> _Work instructions_
Nothing but the lines from the start of the entries through the line holding "Locate the gray rock" is to be repeated, exactly and with pictures excluded.
***
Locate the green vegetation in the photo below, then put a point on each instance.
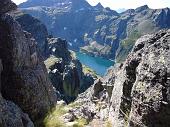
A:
(51, 61)
(53, 119)
(108, 123)
(87, 70)
(96, 48)
(80, 122)
(126, 46)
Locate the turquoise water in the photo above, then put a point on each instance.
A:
(98, 64)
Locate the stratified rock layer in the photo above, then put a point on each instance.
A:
(140, 96)
(24, 79)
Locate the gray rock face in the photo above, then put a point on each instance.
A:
(100, 31)
(6, 5)
(12, 116)
(140, 96)
(35, 27)
(24, 79)
(135, 93)
(65, 71)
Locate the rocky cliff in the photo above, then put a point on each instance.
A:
(135, 93)
(65, 71)
(140, 96)
(96, 30)
(25, 86)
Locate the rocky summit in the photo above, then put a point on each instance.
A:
(43, 84)
(65, 71)
(135, 93)
(26, 92)
(96, 30)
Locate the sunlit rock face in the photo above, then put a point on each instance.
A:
(140, 96)
(24, 78)
(96, 30)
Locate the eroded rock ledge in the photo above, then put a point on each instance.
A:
(24, 79)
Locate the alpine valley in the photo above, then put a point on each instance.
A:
(45, 47)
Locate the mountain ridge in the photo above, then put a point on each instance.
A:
(115, 33)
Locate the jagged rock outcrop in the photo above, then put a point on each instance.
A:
(10, 114)
(32, 25)
(65, 71)
(24, 79)
(140, 96)
(135, 93)
(96, 30)
(62, 65)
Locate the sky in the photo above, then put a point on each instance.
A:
(125, 4)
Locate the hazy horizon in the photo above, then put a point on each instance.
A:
(122, 4)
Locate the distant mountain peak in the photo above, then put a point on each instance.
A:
(75, 4)
(141, 8)
(99, 6)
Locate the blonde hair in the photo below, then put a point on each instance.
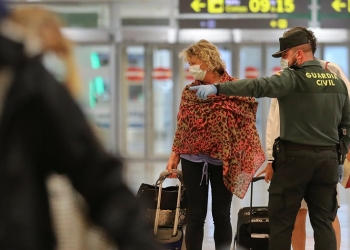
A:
(45, 25)
(206, 52)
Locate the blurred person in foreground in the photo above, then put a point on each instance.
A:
(314, 107)
(217, 142)
(272, 132)
(43, 131)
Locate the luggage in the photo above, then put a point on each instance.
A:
(169, 234)
(252, 226)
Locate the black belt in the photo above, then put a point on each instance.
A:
(297, 146)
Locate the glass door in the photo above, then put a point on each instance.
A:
(147, 94)
(95, 67)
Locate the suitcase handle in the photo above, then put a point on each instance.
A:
(258, 178)
(164, 174)
(251, 200)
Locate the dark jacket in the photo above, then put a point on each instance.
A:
(43, 130)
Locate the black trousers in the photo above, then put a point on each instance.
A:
(309, 174)
(197, 198)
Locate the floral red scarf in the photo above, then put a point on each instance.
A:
(222, 127)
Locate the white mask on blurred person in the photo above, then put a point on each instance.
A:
(55, 65)
(197, 72)
(284, 62)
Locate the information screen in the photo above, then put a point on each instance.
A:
(244, 6)
(241, 23)
(335, 7)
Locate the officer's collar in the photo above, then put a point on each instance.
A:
(307, 63)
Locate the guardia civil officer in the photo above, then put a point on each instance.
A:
(314, 105)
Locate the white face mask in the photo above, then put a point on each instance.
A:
(55, 66)
(196, 72)
(284, 62)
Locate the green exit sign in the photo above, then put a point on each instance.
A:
(244, 6)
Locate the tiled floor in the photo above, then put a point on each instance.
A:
(140, 172)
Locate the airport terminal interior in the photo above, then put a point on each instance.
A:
(127, 52)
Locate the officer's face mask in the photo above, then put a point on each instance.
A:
(197, 72)
(285, 62)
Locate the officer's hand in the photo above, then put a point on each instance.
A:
(268, 172)
(204, 90)
(340, 172)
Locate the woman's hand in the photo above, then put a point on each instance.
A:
(268, 170)
(173, 161)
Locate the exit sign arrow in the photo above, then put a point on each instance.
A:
(197, 5)
(337, 5)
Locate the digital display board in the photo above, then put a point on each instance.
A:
(332, 23)
(244, 6)
(335, 7)
(241, 23)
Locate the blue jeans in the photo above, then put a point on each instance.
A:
(197, 198)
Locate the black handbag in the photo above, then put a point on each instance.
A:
(148, 196)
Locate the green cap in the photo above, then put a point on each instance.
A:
(290, 40)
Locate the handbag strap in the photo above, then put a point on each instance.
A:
(162, 177)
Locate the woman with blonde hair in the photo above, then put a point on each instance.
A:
(217, 142)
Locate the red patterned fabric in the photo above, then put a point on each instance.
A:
(222, 127)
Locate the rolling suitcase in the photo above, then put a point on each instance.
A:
(169, 237)
(252, 226)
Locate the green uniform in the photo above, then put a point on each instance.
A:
(313, 103)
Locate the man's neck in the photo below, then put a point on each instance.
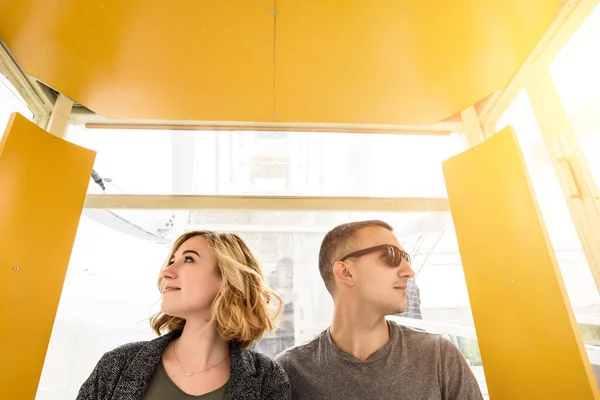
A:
(358, 334)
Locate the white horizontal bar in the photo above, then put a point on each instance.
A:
(197, 202)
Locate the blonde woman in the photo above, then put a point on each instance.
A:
(215, 305)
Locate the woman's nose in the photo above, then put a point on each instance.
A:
(168, 273)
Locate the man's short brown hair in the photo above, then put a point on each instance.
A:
(337, 243)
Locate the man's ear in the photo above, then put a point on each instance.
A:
(343, 273)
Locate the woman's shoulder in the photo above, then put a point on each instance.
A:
(272, 382)
(123, 353)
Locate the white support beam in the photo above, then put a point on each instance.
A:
(575, 178)
(61, 114)
(16, 76)
(471, 128)
(94, 121)
(193, 202)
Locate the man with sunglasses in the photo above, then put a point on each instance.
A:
(362, 355)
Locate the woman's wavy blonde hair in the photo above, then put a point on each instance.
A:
(241, 309)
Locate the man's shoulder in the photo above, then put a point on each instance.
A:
(419, 340)
(299, 353)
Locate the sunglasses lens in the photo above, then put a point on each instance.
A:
(393, 257)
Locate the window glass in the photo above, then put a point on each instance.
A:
(576, 74)
(268, 163)
(111, 284)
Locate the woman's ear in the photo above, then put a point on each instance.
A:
(342, 272)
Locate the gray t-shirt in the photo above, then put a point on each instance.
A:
(411, 365)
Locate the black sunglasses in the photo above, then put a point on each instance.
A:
(393, 255)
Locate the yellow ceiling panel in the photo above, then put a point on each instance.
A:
(399, 62)
(386, 62)
(154, 59)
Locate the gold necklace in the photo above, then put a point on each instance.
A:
(188, 374)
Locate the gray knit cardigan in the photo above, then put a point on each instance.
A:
(124, 373)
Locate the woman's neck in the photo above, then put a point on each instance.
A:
(200, 345)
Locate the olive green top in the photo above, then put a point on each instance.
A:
(161, 387)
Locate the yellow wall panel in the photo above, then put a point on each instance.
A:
(151, 59)
(399, 62)
(43, 182)
(529, 340)
(321, 61)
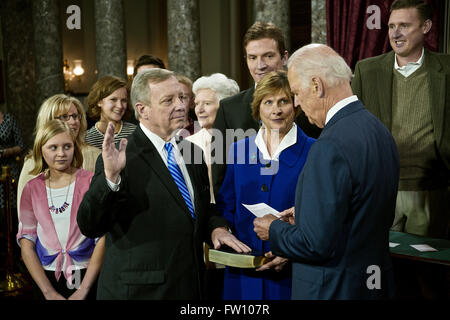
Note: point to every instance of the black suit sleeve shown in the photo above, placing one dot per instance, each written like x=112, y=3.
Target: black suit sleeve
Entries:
x=100, y=206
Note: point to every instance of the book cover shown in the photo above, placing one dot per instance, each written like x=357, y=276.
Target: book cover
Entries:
x=227, y=256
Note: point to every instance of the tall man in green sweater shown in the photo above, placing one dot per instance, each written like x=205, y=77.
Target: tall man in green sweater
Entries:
x=408, y=89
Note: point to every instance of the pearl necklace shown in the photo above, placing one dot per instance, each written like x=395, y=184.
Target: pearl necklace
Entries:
x=65, y=204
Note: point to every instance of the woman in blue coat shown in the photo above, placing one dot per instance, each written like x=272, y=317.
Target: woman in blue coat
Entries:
x=263, y=169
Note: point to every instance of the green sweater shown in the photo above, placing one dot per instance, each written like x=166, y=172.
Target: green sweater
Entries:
x=412, y=129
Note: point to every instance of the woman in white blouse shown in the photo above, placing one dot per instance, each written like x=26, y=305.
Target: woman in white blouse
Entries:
x=208, y=91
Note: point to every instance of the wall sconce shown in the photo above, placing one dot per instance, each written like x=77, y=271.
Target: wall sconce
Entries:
x=130, y=68
x=78, y=69
x=70, y=73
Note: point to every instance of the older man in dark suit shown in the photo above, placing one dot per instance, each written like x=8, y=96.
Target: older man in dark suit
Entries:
x=345, y=195
x=151, y=198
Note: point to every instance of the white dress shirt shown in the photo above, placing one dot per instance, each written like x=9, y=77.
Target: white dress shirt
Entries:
x=411, y=67
x=288, y=140
x=338, y=106
x=203, y=140
x=159, y=145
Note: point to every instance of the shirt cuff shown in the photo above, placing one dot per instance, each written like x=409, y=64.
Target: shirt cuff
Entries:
x=114, y=186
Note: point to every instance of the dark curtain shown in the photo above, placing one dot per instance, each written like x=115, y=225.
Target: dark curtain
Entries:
x=349, y=35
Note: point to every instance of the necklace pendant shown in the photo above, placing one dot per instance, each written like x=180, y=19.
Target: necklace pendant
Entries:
x=60, y=209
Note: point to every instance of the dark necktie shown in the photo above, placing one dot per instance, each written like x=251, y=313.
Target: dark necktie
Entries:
x=177, y=176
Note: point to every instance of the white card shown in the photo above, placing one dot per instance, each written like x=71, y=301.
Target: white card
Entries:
x=393, y=244
x=261, y=209
x=423, y=247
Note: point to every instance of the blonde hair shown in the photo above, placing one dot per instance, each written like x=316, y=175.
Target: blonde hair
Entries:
x=101, y=89
x=46, y=132
x=57, y=105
***
> _Exercise result_
Locate the green vegetation in the photo below, then put a point on each instance.
A:
(51, 61)
(53, 119)
(108, 123)
(87, 70)
(96, 48)
(80, 122)
(126, 46)
Locate the turquoise water in the photo above, then put a point on each instance.
A:
(98, 64)
Locate the stratified rock layer in the photo above, then put a point on each instance.
A:
(140, 96)
(24, 79)
Locate the gray rock face in the photo above, then put a point on each instance.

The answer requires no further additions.